◆ Exercise: Word for word, transcribe all the entries shown below.

◆ Given records:
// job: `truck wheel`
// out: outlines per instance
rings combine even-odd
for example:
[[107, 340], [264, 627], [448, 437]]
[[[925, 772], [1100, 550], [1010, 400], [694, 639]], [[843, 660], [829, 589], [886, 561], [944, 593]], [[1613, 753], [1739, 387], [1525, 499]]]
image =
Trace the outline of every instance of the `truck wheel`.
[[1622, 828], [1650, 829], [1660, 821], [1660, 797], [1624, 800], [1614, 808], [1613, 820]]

◆ Response to the task:
// job: `truck wheel`
// out: outlines per instance
rings combine even-odd
for example:
[[107, 340], [264, 627], [448, 437]]
[[[925, 772], [1100, 550], [1010, 400], [694, 639]], [[843, 660], [829, 589], [886, 561], [944, 593]], [[1613, 753], [1739, 387], [1525, 499]]]
image =
Trace the outline of every instance of the `truck wheel`.
[[1622, 828], [1650, 829], [1660, 821], [1660, 797], [1624, 800], [1614, 808], [1613, 820]]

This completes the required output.